EXTRACTED DATA:
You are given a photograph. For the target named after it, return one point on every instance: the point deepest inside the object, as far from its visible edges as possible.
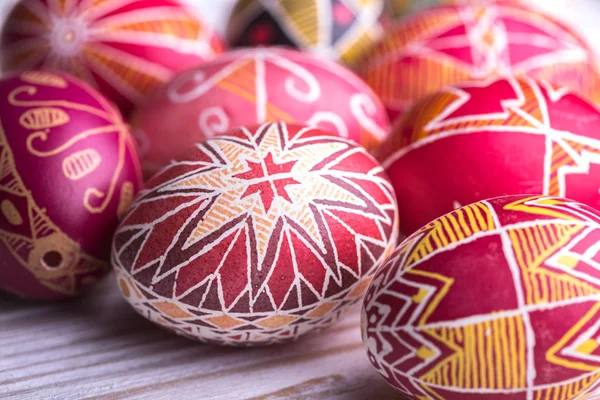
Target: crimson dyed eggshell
(255, 86)
(480, 140)
(340, 30)
(69, 170)
(476, 40)
(496, 300)
(258, 236)
(124, 48)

GIVEN PROBLEM:
Reproduce all the records above with every occurrence of "photograph" replaced by "image" and nothing else changed. Omit the pictures.

SOLVED EXERCISE:
You are given a image. For the target named after it, return one point on every instance: the point deepest inside the object, as far from its visible edges as possible.
Target: crimson dyed eggshell
(255, 86)
(480, 140)
(340, 30)
(69, 170)
(476, 40)
(496, 300)
(258, 236)
(124, 48)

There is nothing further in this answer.